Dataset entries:
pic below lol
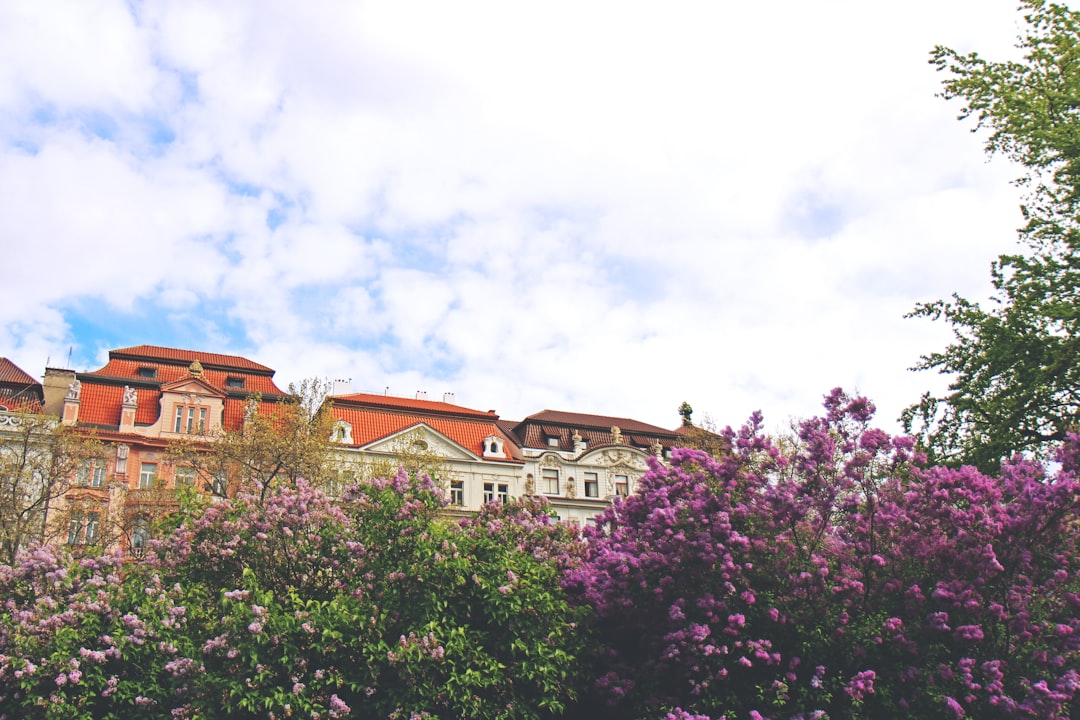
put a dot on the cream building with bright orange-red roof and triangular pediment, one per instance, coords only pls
(481, 461)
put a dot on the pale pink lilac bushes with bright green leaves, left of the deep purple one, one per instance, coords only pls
(299, 607)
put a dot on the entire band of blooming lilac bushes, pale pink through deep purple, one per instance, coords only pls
(839, 577)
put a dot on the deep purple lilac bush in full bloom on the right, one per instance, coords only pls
(842, 579)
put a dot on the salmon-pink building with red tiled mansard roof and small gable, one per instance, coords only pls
(141, 400)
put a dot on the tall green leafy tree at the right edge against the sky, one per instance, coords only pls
(1015, 376)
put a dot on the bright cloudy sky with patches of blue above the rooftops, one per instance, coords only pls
(592, 207)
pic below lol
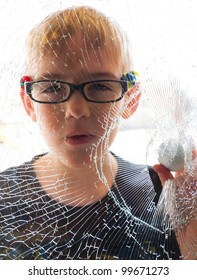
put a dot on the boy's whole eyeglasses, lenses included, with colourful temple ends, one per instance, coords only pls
(100, 91)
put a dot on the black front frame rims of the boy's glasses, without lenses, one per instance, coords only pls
(73, 87)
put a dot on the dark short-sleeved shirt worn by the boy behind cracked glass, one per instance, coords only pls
(125, 224)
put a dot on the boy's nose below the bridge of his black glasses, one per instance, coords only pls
(77, 107)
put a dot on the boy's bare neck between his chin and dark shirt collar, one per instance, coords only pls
(76, 187)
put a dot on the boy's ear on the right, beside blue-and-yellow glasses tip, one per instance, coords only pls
(132, 98)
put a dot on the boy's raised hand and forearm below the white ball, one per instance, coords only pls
(182, 205)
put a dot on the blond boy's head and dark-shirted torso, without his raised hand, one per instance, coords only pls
(79, 200)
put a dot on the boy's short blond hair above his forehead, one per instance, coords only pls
(78, 22)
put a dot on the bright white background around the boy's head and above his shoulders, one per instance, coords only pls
(164, 45)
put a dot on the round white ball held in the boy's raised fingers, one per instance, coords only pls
(171, 154)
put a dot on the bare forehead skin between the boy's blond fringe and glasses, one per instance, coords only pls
(75, 60)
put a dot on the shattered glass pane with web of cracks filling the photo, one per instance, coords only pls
(87, 143)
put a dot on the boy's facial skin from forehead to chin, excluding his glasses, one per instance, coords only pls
(77, 131)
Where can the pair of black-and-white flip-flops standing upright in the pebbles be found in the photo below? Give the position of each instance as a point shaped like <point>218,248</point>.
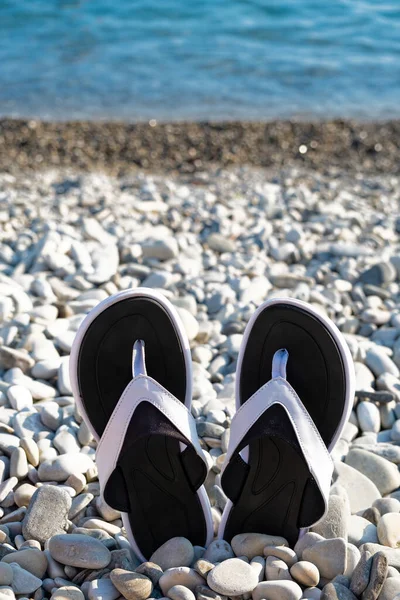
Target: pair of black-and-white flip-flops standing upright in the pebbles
<point>131,377</point>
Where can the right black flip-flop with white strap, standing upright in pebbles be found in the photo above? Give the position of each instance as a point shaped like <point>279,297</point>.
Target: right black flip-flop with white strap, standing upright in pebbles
<point>278,469</point>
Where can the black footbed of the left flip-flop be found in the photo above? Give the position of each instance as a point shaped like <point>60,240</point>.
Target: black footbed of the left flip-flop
<point>154,482</point>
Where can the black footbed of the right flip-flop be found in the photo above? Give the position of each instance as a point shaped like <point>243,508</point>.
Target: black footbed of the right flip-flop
<point>275,493</point>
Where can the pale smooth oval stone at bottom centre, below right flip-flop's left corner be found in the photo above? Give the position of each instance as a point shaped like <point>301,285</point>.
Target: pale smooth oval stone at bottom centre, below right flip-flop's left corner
<point>233,577</point>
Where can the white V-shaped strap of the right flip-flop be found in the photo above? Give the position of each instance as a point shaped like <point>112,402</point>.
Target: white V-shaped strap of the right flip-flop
<point>279,391</point>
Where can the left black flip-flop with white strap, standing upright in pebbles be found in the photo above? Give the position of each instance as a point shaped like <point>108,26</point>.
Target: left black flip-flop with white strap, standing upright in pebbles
<point>131,375</point>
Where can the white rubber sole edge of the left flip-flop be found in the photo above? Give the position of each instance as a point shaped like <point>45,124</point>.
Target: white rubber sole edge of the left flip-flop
<point>73,373</point>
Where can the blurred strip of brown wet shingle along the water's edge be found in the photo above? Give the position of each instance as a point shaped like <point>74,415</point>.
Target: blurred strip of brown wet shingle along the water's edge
<point>117,148</point>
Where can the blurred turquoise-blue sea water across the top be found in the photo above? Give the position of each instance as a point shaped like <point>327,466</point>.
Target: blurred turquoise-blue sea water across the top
<point>199,60</point>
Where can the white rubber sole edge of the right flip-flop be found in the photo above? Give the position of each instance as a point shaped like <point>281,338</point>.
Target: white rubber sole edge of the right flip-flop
<point>348,368</point>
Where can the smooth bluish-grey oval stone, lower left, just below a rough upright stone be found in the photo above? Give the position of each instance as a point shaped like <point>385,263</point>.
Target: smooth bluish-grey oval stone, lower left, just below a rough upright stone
<point>80,551</point>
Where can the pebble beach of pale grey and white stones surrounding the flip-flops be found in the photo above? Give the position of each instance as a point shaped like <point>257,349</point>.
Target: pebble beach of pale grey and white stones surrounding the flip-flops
<point>217,238</point>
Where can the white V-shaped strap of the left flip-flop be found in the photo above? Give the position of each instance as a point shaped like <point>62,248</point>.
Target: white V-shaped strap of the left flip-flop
<point>141,389</point>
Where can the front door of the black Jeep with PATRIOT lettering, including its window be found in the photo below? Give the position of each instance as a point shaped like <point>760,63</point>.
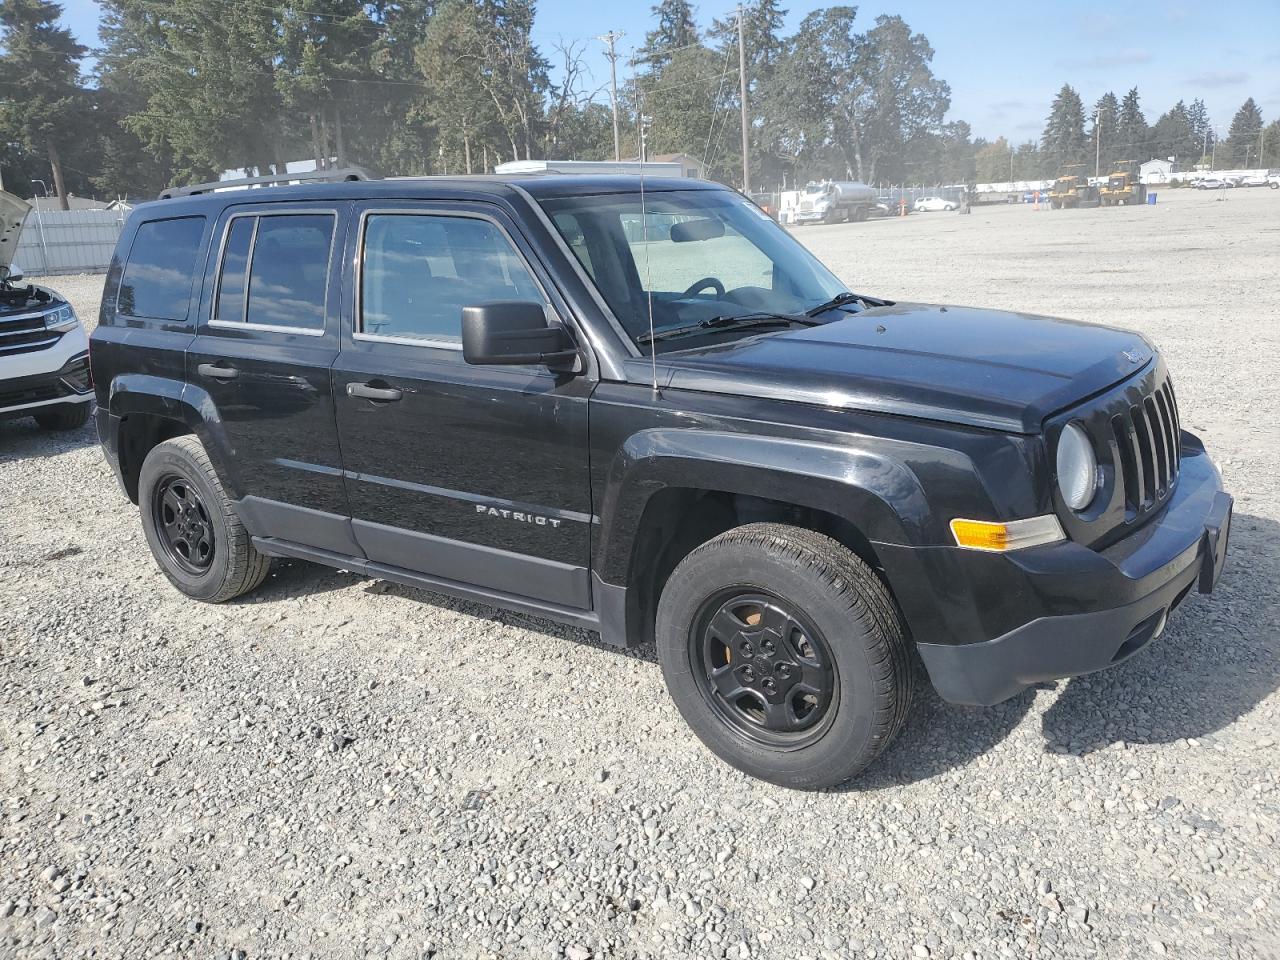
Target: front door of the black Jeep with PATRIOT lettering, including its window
<point>470,474</point>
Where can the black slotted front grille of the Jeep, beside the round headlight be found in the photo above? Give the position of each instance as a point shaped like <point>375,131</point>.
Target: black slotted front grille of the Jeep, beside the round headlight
<point>1148,440</point>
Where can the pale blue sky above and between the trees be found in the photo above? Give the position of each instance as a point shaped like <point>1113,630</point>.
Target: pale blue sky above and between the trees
<point>1005,61</point>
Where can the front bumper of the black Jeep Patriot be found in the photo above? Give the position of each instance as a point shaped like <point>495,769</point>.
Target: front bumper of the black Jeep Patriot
<point>1064,610</point>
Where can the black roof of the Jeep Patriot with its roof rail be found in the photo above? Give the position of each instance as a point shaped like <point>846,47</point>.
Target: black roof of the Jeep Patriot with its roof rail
<point>476,188</point>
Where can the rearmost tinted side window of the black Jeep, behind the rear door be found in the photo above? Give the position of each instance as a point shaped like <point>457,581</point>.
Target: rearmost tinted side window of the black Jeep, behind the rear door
<point>157,284</point>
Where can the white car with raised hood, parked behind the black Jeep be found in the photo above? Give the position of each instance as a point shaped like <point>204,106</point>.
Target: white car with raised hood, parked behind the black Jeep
<point>44,351</point>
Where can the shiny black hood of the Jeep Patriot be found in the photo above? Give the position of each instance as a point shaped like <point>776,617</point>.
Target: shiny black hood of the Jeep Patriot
<point>962,365</point>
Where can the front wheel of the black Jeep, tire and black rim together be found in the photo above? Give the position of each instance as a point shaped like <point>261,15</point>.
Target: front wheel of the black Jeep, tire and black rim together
<point>834,630</point>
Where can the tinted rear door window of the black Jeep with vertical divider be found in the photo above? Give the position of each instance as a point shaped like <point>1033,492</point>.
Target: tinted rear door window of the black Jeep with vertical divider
<point>276,271</point>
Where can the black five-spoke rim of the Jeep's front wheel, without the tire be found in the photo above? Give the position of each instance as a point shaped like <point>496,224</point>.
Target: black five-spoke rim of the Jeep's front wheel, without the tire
<point>764,668</point>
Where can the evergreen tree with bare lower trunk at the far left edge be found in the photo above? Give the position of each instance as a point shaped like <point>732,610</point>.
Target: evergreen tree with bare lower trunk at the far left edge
<point>43,104</point>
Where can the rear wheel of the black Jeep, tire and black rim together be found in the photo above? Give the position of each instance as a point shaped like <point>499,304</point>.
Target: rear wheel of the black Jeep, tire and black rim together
<point>179,472</point>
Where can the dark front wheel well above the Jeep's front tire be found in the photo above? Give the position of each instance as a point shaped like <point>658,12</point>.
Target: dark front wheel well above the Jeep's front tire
<point>679,520</point>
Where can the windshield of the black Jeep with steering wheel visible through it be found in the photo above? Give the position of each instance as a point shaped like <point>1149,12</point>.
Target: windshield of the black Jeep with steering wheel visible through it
<point>700,255</point>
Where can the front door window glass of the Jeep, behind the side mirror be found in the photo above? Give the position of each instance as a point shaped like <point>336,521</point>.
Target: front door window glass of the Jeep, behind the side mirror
<point>420,271</point>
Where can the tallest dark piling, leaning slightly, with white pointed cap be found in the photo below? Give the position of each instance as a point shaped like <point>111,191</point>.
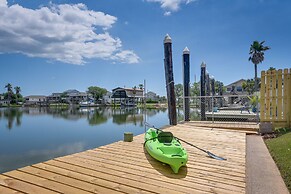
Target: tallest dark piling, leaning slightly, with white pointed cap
<point>168,63</point>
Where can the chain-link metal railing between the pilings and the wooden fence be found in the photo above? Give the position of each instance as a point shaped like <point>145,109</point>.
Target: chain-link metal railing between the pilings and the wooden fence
<point>226,108</point>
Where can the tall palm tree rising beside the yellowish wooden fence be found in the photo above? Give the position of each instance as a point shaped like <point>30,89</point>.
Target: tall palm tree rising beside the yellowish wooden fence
<point>257,56</point>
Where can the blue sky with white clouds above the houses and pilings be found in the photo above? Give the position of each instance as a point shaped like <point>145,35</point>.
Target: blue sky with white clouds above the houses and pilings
<point>52,46</point>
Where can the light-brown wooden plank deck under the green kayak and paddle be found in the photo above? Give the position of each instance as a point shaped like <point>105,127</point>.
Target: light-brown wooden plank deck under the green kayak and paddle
<point>125,167</point>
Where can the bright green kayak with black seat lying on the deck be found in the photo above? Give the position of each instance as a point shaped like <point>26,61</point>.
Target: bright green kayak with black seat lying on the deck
<point>164,147</point>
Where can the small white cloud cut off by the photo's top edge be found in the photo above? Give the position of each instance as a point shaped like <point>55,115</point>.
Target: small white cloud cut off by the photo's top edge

(Work request): From the records above, print only the lines between the one holding "Where can the tinted" and the one holding "Where can the dark", inclusive, exactly as they stand.

(Response to this exercise):
Where can the tinted rear door window of the black Jeep with vertical divider be found in the photo above? Give the position of each instance as a point shaped like <point>1033,492</point>.
Target: tinted rear door window of the black Jeep with vertical divider
<point>276,271</point>
Where can the black five-spoke rim of the Jeep's front wheel, without the tire be found in the photo above? Give the position of each instance as a point shaped like <point>496,224</point>.
Target: black five-spoke rim of the Jeep's front wheel, without the tire
<point>764,668</point>
Where can the evergreen tree with bare lower trunk at the far left edge be found in the photo above? Give the position of each instance as a point shaped like <point>732,610</point>.
Target: evergreen tree with bare lower trunk at the far left edge
<point>43,104</point>
Where can the rear wheel of the black Jeep, tire and black rim together be found in the photo above? Give the position of each instance as a point shaped like <point>499,304</point>.
Target: rear wheel of the black Jeep, tire and black rim together
<point>179,472</point>
Where can the dark front wheel well above the Jeep's front tire be found in the photo above? Give the position of each instance as a point shaped like <point>658,12</point>.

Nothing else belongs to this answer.